**Righe di dati**
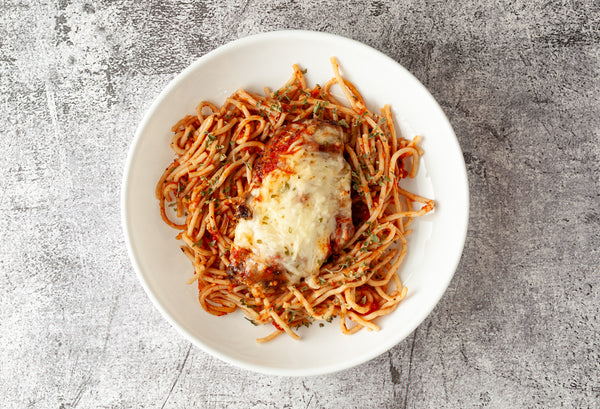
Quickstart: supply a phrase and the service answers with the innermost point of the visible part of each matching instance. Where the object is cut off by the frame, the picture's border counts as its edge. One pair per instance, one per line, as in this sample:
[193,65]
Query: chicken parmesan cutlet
[299,210]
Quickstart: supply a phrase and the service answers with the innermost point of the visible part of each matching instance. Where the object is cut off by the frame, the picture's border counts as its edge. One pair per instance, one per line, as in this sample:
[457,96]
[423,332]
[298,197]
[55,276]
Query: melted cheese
[296,208]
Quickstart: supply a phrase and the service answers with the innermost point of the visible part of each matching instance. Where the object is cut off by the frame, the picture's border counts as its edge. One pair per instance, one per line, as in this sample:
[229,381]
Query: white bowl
[435,247]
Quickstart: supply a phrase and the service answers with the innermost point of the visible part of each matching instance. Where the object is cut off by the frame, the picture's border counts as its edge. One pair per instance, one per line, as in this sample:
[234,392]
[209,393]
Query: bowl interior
[266,60]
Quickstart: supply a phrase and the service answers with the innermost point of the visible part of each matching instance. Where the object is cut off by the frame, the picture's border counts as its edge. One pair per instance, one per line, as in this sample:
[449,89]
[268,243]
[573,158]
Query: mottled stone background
[519,325]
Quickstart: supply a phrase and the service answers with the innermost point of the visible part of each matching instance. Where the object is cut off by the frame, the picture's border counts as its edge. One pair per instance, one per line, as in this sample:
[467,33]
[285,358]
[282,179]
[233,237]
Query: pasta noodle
[216,150]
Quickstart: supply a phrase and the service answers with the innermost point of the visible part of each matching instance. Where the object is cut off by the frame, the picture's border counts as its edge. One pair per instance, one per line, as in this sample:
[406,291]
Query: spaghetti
[217,151]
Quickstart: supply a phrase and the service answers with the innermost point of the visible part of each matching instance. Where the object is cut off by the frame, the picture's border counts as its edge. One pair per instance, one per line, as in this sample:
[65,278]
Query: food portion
[290,205]
[299,210]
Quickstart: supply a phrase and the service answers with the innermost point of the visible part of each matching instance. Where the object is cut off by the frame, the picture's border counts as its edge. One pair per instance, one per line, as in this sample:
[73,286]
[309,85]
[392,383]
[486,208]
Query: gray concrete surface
[519,326]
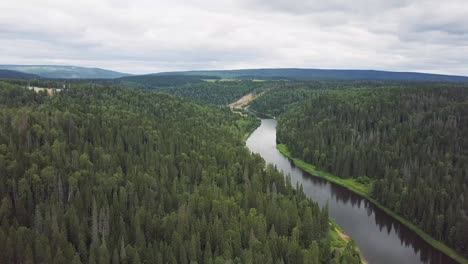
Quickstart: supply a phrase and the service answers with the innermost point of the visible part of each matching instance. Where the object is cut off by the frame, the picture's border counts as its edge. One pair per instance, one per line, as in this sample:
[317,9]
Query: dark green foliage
[217,93]
[412,143]
[153,81]
[108,175]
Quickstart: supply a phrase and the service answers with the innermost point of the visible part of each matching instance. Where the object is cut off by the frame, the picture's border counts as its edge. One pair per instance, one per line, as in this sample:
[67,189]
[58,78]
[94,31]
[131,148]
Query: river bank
[364,191]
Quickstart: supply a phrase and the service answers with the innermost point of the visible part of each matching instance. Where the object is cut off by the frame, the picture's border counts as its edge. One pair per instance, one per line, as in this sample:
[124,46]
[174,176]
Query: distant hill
[65,72]
[160,80]
[308,74]
[9,74]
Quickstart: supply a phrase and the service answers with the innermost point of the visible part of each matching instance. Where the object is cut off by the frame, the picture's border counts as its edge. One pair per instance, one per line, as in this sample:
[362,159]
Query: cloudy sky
[143,36]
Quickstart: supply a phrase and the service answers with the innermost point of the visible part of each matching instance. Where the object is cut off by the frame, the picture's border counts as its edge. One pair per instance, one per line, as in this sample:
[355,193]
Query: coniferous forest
[408,144]
[101,174]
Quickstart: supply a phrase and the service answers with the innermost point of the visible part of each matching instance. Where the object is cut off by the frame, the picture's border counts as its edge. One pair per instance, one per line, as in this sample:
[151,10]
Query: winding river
[381,238]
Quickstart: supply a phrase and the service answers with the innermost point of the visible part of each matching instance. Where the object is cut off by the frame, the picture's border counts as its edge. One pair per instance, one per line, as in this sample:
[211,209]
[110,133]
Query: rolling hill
[65,72]
[9,74]
[308,74]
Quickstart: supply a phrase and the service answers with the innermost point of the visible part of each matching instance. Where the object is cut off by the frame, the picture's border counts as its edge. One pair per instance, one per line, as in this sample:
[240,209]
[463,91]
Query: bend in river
[381,238]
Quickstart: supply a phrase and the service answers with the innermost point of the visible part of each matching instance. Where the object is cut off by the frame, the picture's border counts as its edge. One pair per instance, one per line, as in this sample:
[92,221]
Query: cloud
[145,36]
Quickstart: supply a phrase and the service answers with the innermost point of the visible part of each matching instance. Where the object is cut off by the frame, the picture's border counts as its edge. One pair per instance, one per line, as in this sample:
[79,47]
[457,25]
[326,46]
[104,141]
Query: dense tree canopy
[108,175]
[411,142]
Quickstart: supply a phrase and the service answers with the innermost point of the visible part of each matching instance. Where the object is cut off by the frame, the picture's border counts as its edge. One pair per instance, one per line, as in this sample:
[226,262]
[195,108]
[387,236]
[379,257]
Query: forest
[407,142]
[103,174]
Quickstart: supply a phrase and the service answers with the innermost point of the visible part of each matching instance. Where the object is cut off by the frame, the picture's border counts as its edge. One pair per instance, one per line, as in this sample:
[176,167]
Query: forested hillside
[108,175]
[410,142]
[219,92]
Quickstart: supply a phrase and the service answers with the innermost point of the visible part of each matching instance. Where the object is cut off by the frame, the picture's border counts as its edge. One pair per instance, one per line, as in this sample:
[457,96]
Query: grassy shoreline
[364,191]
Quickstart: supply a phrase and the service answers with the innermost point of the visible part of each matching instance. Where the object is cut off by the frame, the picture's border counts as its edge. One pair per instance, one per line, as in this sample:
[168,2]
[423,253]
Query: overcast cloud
[143,36]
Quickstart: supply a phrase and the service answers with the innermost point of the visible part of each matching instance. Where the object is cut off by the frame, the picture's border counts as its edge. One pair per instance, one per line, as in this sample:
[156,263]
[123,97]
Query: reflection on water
[381,238]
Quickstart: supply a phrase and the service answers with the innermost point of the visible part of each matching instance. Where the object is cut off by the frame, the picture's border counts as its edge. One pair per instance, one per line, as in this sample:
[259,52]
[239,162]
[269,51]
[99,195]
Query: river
[380,237]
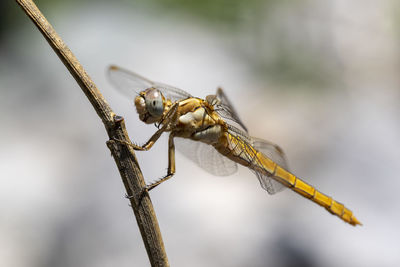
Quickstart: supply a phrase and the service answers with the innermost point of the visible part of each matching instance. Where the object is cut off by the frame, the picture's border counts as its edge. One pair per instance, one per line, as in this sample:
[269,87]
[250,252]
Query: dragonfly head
[150,105]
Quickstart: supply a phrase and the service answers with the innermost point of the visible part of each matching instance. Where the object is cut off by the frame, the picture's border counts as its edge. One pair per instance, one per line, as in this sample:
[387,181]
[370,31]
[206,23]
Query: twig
[123,155]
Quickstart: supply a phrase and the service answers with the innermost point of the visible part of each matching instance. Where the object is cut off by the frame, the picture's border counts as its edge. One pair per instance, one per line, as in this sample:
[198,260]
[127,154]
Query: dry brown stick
[123,155]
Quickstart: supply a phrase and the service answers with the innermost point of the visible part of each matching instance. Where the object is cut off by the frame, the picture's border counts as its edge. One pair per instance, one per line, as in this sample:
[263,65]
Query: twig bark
[123,155]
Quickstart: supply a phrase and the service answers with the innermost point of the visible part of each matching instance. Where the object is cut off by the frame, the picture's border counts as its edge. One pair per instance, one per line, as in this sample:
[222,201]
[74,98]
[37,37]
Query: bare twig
[123,155]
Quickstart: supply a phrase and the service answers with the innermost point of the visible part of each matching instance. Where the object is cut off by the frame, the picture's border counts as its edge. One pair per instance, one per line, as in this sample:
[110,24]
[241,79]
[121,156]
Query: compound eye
[154,103]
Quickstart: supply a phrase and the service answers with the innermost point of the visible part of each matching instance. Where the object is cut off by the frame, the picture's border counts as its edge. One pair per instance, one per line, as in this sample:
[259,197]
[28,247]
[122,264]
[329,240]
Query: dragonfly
[210,133]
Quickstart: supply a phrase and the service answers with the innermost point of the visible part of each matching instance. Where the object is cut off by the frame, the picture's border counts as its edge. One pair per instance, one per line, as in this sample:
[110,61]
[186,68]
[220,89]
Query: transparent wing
[270,150]
[275,153]
[206,156]
[130,84]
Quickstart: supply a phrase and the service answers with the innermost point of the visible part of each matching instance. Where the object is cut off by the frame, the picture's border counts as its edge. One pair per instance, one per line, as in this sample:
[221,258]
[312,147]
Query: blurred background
[319,78]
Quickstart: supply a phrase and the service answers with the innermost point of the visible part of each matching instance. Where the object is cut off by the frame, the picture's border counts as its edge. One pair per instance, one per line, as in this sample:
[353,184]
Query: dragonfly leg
[171,164]
[167,119]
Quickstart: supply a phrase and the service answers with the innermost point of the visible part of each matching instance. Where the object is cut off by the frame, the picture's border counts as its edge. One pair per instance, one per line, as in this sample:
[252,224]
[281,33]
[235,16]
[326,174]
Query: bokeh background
[319,78]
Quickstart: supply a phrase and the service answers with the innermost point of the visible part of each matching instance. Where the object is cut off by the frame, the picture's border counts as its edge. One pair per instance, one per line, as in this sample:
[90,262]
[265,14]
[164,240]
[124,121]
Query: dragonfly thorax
[150,105]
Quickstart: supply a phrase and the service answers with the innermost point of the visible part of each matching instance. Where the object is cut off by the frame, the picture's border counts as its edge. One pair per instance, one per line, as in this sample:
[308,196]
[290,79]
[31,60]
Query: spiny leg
[165,121]
[171,164]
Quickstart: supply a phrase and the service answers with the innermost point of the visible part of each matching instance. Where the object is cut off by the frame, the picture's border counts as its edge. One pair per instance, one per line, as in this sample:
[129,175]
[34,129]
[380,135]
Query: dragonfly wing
[275,153]
[130,84]
[225,109]
[206,156]
[270,150]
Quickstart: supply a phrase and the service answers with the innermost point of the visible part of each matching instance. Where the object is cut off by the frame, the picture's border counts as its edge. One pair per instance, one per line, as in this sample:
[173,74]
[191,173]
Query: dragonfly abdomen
[308,191]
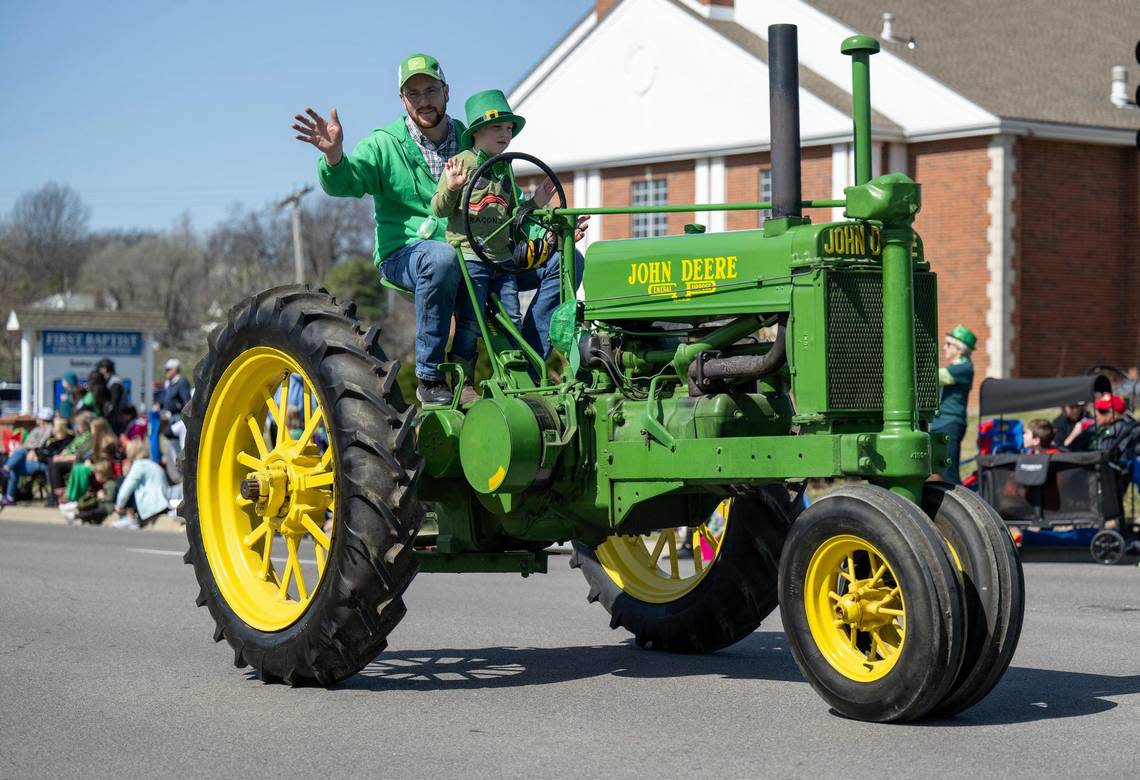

**Consegna**
Riporta ogni riga delle voci soprastanti che contiene la stringa "background". La ricerca distingue tra maiuscole e minuscole.

**Risposta**
Query: mottled stone background
Query: blurred background
Query: bokeh background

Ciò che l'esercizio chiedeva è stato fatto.